#### [What this task involves]
Write out all of the data exactly as it appears.

[Pointing dataset records]
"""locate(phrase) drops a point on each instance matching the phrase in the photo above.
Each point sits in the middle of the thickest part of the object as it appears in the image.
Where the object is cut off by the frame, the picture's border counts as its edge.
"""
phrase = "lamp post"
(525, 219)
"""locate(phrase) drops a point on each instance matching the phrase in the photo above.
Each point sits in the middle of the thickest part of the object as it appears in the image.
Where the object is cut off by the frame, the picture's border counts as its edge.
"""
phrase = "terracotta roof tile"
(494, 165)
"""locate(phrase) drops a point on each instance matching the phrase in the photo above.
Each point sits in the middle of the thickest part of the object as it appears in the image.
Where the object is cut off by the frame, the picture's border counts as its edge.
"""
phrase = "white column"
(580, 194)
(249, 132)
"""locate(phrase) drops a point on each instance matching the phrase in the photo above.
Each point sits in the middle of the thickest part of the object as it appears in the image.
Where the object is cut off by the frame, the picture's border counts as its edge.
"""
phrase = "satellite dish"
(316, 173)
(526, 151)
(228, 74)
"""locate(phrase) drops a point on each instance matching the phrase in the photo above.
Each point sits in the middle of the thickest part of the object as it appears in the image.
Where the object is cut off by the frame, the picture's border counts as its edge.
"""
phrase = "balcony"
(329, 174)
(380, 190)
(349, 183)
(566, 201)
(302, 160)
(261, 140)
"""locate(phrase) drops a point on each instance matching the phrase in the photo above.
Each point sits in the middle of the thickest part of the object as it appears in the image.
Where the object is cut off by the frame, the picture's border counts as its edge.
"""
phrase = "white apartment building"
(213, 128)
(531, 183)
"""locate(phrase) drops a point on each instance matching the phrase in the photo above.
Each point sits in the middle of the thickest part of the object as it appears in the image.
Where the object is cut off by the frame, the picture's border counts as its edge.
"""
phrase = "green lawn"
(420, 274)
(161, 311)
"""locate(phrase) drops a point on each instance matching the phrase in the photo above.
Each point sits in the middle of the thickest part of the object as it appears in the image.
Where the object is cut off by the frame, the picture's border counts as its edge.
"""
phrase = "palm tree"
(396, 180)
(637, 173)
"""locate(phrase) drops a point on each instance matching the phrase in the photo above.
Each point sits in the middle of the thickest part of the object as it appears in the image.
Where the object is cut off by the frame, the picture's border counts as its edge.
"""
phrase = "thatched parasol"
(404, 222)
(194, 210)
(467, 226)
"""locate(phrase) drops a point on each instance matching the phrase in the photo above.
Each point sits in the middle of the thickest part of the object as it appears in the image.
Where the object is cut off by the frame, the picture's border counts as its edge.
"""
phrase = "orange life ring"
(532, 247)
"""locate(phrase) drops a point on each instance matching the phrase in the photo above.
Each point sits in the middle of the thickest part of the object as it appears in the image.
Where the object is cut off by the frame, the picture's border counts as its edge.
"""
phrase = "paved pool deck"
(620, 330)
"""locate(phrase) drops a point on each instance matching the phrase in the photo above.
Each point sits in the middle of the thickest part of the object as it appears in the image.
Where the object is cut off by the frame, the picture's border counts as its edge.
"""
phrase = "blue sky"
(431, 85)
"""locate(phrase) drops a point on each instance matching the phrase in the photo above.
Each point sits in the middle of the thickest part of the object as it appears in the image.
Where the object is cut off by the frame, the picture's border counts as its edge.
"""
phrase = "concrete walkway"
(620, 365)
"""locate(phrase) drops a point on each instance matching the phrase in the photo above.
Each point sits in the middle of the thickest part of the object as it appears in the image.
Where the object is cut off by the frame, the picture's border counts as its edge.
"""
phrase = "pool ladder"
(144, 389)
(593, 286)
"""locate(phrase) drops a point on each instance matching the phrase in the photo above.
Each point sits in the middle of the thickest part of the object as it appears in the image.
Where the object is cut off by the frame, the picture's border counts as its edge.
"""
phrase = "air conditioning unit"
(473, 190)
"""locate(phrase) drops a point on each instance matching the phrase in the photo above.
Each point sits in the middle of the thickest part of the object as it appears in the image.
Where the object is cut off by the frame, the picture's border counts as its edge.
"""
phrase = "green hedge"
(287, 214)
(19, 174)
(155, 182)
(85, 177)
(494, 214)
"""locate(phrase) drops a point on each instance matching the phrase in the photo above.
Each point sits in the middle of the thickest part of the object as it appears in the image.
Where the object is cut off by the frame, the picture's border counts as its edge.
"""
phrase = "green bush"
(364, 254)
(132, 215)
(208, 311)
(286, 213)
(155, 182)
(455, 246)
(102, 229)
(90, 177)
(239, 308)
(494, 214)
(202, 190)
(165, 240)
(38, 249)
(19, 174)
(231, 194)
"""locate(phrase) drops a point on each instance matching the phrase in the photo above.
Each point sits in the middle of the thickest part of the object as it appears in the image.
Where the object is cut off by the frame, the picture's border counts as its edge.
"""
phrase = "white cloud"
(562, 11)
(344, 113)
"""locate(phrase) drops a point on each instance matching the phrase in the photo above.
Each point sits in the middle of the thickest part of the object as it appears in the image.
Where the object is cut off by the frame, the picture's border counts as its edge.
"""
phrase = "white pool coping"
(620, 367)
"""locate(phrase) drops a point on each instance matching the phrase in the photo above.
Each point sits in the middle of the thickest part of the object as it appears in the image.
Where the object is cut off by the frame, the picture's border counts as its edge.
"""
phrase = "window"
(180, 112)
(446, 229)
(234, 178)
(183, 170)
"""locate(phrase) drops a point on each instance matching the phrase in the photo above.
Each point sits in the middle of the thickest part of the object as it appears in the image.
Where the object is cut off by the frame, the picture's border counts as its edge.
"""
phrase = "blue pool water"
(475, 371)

#### [Solution to the exercise]
"""locate(phrase) drops a point on each instance matching the phrase in the photo above.
Each point sits in the middle of the thickest part of the object as it appears in the image.
Where the object is cut off by the frame, the picture's border counts as its edge.
"""
phrase = "lamp post"
(525, 219)
"""locate(phrase) drops a point on each instance matching the phrase in the photo above.
Each point sits in the middle of the thickest part of the object as it appears in the image.
Where the object is cut off by the frame, the picture's border counts as its edge.
"""
phrase = "terracotta roof tile"
(494, 165)
"""locate(phrase) drops a point on each instance matching the phrase in the photo above.
Each point sits in the middle of the thickest part of the object as it appears in the image.
Where the object is cut off by the frame, the picture's border counts as its edge.
"""
phrase = "white column"
(580, 194)
(249, 132)
"""locate(phrase) drops a point on each instance matching the phrase in the photo above.
Each point sits in the middle of the thickest part of the object as it appears in the image.
Where the object is cut off by the frame, the picture's border counts as its edge.
"""
phrase = "satellite dish"
(316, 173)
(526, 151)
(228, 74)
"""locate(phrase) drops a point on each instance matching the phrase in the photo above.
Each point sits in the middle of the thickest part of the object as it appears in the image.
Where the object is cut off by the frame, the picture's border counts as its edge.
"""
phrase = "balcony"
(329, 174)
(380, 190)
(349, 183)
(566, 201)
(302, 160)
(261, 140)
"""locate(phrase) drops a point on each instance matching the phrase in the photo above.
Each point sits in the middle of the thickest part of the object as it appears in the image.
Where the object is cut off by the frame, the picture's border counts as its edge.
"""
phrase = "white apartment building"
(213, 128)
(531, 183)
"""locate(phrase) drops a point on each instance matching the phrase in the photo above.
Each point sits in the middle of the thickest part of the object as it appears in the image.
Where the object is cut off by the frame, the picture's border counts as its edge.
"""
phrase = "green lawn"
(420, 274)
(161, 311)
"""locate(phrase) drops a point on each instance matching the phrase in the photo above.
Each point sits in the middle of the thickest part of the object as it appears in the image.
Where the object is cut off by the frame, the picture's border counts as its edge.
"""
phrase = "palm tree"
(396, 180)
(637, 173)
"""locate(phrase) drops a point on each instance matching the phrase in the photo above.
Each point sits in the middle of the thickest part of the object as it appears in the image.
Where the object is cut off by the frame, the picture's border counts as its edge.
"""
phrase = "thatched parasol"
(404, 222)
(194, 210)
(467, 226)
"""locate(phrase) drops a point on each instance matching the phrase in the photo above.
Each point sits in the middle of the thickest part of the object as it appears in the image.
Where the object is cut off by the frame, the picture's border counts as its edge.
"""
phrase = "orange life ring"
(532, 247)
"""locate(phrase) drops a point on each instance matching the phrase in the photo above.
Each point sits in the middle of the thickest part of the object as it appears in the image.
Where the object is cut off by the frame, the picture's border counts as its edge.
"""
phrase = "paved pool deck"
(620, 330)
"""locate(phrase) drops a point on each instance matching the phrase in the photo above.
Each point sits in the middle of the thickest part of the object as it appears in the image.
Where the object is cut off by the frame, the picture's border counts as its edge.
"""
phrase = "blue sky"
(431, 85)
"""locate(phrase) drops a point on each instance matching the phrase in the photo above.
Each point sits in the middle of the thickest part of the object as it appears in the image.
Where the object is cut off by the frame, the picture's border counts as its edge.
"""
phrase = "concrete walkway"
(620, 365)
"""locate(phrase) drops a point on each instance matching the phrase in the photo above.
Each point sits in the middle of the thickest part of the object as it appears in the image.
Where the object is cut off by the frame, the picture's border counts as its edge.
"""
phrase = "pool ladder"
(144, 389)
(593, 286)
"""locate(phrase) drops a point on each instance matching the phrase in the photo above.
Each point sits in the middle of the thickest part of the object as it appears in the image.
Where the object is cut off by the frame, the picture's border counts as its edge.
"""
phrase = "air conditioning unit"
(473, 190)
"""locate(phrase) drops a point on each instance matching the phrase in the photo above.
Each point sits in the middle of the thickest part of the object as it appears in the image.
Where the object is cut off by the frame, the picture's border counts as its edge.
"""
phrase = "green hedge"
(287, 214)
(19, 174)
(155, 182)
(85, 177)
(494, 214)
"""locate(phrase) drops a point on each instance matching the phrase in the photo above.
Each point sits in the middle of the thickest part of the object as it appears in the image.
Where the object is cut off by the frame, the picture's border counts as its edge.
"""
phrase = "green bush"
(364, 254)
(132, 215)
(208, 311)
(286, 213)
(155, 182)
(455, 246)
(102, 229)
(90, 177)
(239, 308)
(494, 214)
(202, 190)
(165, 240)
(38, 249)
(19, 174)
(231, 194)
"""locate(phrase) drops a point on each instance matching the phrase in the photo above.
Each point sits in the middle of the thickest part of the object as it appears in the image.
Where the object is cut off by the frame, the picture's border counts as its edge.
"""
phrase = "white cloud"
(562, 11)
(344, 113)
"""locate(phrase) drops a point on each instance matching the phrase in the photo above.
Each point sits in the middle of the thickest part of the object as it appears in the image.
Where the object is cut off by the frame, the picture's border counts as its edge.
"""
phrase = "white pool coping"
(620, 367)
"""locate(phrase) drops a point on each instance matching the phrase in the photo above.
Each point sits in the middle of the thickest part of the object as it appears in the image.
Where the object is cut off by the frame, the picture's border counts as its edge.
"""
phrase = "window"
(180, 112)
(446, 229)
(234, 178)
(183, 170)
"""locate(phrase) drops a point on each instance matching the phrase in the photo above.
Each point sits in the middle of the thickest part of the object as it appears in the image.
Where the object is cut off by the frame, the picture's border counts as its edge.
"""
phrase = "blue pool water"
(475, 371)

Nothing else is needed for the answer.